▶ **Work to do**
**A)** According to the note on reviews, since what year has Beachcombing reviewed only books he likes?
**B)** Copy out the part of the note on reviews starting with "(i) Sometimes he" and going on through "but of identification.", substituting "unkind" for "cruel" each time it occurs.
**C)** Continue the note on reviews after its final sentence.

▶ **Page text**
──────

A Note on Reviews
Beachcombing has published several thousand pages – academic, junk, journalism and fiction – over the years. Some were good, some were bad, some were right, some were wrong. But the only pages that Beachcombing is actually ashamed of are a number of reviews he wrote.
(i) Sometimes he had such affection or admiration or sense of tenderness for an author that he couldn’t bring himself to write the terrible truth about a work they’d written. In other words Beachcombing lied.
(ii) Sometimes he wrote about how bad a book was but realised after that he had unnecessarily hurt an author’s feelings. In other words Beachcombing was cruel.
Beachcombing doesn’t like lying or being cruel. Since 2009 then Beachcombing has changed tack. He will avoid these situations by only ever reviewing books that he likes: unless immorality* is involved.
This failure to criticise might be said to be cowardice. And Beachcombing knows only too well the joy of reading a nasty book review. However, he reasons that there are so many books published today that the reader’s problem is no longer a problem of discrimination but of identification.
When Beachcombing began his blog ninety days ago – this written late August 2010 – he thought that he would stick to forgotten classics, books that the bloggee could pick up on the internet’s extraordinary second-hand market. However, in the last two weeks, three publishing houses have approached him asking him to review forthcoming works.
Beachcombing is not against having books thrown at him – far from it! However, he would ask all authors (a rarefied breed) and publicists (an even more rarefied breed) to consider the warning above, namely, that he will only review the book if he likes it.

──────

▶ **Records supplied**

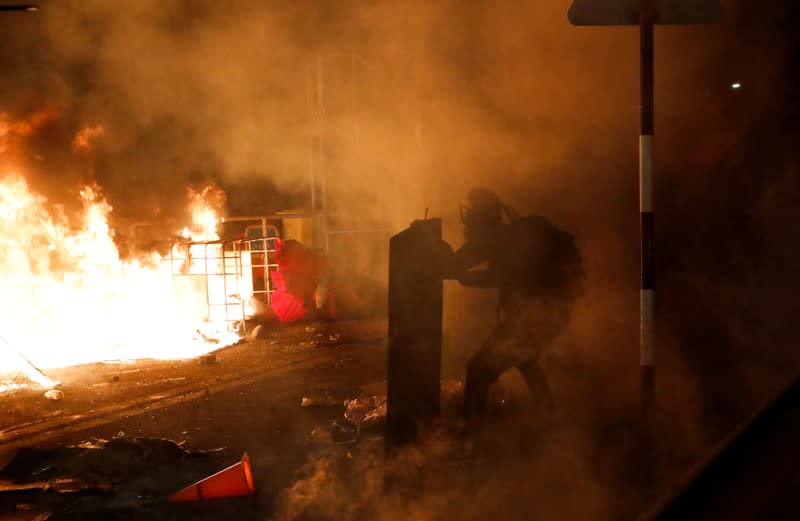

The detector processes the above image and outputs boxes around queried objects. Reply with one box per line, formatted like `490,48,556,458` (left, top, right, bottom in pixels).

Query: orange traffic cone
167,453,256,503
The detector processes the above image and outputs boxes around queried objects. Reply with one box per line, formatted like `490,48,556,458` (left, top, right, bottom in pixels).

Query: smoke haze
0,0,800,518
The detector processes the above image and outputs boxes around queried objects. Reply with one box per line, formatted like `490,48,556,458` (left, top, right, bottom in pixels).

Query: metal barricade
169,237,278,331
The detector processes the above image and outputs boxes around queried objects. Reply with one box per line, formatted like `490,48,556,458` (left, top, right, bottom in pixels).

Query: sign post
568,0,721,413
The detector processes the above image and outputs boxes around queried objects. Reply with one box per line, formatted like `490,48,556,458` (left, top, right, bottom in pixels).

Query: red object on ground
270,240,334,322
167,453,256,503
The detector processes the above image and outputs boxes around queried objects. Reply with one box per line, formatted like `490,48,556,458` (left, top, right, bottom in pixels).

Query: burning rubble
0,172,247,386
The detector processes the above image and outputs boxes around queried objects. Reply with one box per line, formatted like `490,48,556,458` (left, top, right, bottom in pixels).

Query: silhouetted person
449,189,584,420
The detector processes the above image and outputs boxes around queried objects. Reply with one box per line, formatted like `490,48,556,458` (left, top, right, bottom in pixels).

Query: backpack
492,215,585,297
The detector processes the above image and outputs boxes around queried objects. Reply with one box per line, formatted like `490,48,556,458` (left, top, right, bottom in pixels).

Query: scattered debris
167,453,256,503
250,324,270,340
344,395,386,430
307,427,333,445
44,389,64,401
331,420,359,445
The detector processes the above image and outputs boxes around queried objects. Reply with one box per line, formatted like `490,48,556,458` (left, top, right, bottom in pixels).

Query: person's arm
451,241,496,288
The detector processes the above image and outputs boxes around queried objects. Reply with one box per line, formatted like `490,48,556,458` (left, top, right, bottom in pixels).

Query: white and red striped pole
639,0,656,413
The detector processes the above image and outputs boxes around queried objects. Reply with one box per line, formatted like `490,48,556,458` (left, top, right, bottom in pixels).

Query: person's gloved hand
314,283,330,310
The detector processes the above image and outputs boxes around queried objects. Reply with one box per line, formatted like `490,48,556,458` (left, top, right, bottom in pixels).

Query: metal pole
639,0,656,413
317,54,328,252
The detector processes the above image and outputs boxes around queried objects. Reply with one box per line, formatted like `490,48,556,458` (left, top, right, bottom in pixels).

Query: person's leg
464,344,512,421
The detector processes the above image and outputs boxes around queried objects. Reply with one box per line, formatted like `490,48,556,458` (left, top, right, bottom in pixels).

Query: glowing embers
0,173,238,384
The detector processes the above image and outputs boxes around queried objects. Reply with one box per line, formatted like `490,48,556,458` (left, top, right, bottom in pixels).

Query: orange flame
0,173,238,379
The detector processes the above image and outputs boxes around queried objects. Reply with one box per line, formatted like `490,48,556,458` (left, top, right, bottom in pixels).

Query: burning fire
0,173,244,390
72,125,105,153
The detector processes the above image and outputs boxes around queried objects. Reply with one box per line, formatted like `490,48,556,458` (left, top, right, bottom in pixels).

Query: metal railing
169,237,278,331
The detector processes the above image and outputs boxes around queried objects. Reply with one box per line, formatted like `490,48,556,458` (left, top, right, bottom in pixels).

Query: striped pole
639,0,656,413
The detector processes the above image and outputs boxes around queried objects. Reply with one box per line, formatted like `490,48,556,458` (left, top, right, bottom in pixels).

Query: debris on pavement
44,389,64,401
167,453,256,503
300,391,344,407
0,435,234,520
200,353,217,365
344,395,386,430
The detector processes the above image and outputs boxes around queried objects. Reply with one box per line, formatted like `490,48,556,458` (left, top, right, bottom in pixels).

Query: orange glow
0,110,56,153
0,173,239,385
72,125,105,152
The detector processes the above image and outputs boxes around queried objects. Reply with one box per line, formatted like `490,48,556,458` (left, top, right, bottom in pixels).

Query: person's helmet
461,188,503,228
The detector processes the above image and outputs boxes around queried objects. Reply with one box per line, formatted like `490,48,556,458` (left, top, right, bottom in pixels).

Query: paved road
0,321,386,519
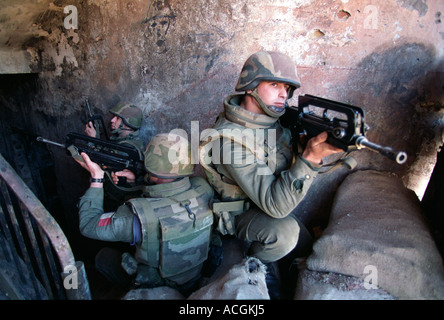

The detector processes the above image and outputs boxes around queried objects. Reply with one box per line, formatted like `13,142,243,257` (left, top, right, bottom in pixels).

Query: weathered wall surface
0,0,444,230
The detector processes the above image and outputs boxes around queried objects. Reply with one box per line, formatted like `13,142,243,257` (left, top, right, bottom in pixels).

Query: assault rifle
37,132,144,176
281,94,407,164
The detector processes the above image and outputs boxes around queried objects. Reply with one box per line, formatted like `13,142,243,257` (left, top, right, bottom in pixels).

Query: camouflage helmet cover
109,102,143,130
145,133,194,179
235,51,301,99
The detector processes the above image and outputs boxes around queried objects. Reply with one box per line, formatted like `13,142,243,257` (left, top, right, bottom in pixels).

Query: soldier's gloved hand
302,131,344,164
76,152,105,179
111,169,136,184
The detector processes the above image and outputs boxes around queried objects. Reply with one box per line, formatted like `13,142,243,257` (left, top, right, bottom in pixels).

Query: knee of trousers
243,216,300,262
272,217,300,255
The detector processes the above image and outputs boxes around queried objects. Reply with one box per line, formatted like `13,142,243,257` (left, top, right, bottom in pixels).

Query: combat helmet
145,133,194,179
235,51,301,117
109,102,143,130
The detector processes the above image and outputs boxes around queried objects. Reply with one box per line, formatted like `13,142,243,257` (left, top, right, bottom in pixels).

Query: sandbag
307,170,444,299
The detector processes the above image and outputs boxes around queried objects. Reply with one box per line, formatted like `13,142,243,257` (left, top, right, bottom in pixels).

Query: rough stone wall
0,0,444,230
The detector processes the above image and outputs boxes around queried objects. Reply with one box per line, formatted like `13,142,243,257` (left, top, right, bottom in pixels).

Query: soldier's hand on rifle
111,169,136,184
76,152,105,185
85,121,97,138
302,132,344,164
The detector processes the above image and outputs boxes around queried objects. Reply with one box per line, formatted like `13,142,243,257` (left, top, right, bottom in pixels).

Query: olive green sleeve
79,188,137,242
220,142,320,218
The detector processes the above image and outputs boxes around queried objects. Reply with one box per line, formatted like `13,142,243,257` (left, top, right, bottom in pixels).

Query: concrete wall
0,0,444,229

──────

▶ **Responses to the tasks**
**A)** Since 2009.

**B)**
(i) Sometimes he had such affection or admiration or sense of tenderness for an author that he couldn’t bring himself to write the terrible truth about a work they’d written. In other words Beachcombing lied.
(ii) Sometimes he wrote about how bad a book was but realised after that he had unnecessarily hurt an author’s feelings. In other words Beachcombing was unkind.
Beachcombing doesn’t like lying or being unkind. Since 2009 then Beachcombing has changed tack. He will avoid these situations by only ever reviewing books that he likes: unless immorality* is involved.
This failure to criticise might be said to be cowardice. And Beachcombing knows only too well the joy of reading a nasty book review. However, he reasons that there are so many books published today that the reader’s problem is no longer a problem of discrimination but of identification.

**C)**
Also note that the definition of ‘like’ will depend somewhat on subject matter (at least if Beachcombing is reviewing on the blog as opposed to in a newspaper). As this is a blog on bizarre historical events (admittedly a label that Beachcombing himself does not respect at all times) he will hold the bar lower for the bizarre and higher for the utterly pedestrian.
Weird Wars: An Exploration of the Stranger Side of Conflict could get away with a 7/10. A book on straightforward war, death, animals, gods or anything else that apppeals to Beachcombing’s stultified inner child (even if not bizarre per se) 8/10. But The Industrial Revolution in Derbyshire 1790-1803 is going to need a 10/10, the author’s gold embossed signature and the promise of a holiday cottage in Connecticut.
Beachcombing will not return books that are sent! He will though gladly give them to a local charity shop in the UK or Italy (depending on place of residence) if the author so wishes.
Oh and Beachcombing will never publish a review more than every ten days. This means that there will likely be a queue. Beachcombing has lots of forgotten classics that he wants to revisit…
Lasciate ogne speranza, voi ch’intrate!!!!!!!!!!!!!!!!!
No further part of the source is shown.